'''

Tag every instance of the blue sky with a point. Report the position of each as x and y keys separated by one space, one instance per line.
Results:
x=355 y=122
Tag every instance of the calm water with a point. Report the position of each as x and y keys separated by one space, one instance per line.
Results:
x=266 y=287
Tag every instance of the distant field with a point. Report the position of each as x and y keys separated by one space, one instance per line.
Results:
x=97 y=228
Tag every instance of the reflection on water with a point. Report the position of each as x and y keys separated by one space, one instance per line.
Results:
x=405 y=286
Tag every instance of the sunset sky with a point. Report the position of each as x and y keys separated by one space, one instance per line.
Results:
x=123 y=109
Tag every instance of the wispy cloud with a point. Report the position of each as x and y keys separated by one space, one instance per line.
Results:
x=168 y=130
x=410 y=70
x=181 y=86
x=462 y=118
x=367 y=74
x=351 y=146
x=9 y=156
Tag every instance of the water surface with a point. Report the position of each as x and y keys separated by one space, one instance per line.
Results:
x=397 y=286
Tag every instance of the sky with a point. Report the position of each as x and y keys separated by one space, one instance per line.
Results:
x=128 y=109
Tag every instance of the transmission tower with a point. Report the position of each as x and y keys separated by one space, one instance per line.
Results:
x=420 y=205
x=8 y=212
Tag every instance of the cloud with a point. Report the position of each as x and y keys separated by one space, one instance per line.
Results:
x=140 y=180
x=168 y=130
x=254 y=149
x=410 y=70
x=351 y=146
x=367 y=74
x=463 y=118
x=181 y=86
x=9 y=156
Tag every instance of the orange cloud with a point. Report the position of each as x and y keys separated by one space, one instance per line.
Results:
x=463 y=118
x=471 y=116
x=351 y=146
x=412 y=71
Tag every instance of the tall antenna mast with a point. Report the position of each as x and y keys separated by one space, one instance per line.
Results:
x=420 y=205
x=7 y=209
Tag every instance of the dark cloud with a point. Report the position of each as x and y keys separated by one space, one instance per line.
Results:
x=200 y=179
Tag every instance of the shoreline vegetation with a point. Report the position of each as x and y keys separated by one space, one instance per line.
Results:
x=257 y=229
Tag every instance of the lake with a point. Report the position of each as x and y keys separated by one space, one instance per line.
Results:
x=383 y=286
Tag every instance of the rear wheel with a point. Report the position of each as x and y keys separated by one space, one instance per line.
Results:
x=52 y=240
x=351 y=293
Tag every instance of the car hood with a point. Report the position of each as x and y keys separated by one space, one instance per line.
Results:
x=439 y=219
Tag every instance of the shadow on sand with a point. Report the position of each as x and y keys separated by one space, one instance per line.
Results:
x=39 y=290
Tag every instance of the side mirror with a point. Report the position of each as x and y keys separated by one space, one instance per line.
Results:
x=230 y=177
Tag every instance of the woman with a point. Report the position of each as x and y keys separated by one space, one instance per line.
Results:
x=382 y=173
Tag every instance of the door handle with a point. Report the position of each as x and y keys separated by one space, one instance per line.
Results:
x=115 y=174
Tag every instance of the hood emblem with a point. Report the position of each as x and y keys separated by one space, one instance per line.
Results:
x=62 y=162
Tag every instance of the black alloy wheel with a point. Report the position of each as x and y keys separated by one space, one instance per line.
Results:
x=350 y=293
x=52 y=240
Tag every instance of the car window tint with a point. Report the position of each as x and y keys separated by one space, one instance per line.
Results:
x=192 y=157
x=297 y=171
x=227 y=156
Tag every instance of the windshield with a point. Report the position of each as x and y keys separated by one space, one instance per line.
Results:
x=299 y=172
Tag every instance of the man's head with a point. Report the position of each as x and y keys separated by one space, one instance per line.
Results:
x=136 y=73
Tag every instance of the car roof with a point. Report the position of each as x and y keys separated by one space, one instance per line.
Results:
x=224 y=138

'''

* _Activity_:
Filter the records above and copy every line that contains the word "hood".

* _Written answer_:
Tag every instance of the car hood with a point. Report the position of each as x and y keys separated by one space, one instance per line.
Tag every instance of the hood emblem with a point. Report the position of each as x and y keys separated by one space, one instance per line.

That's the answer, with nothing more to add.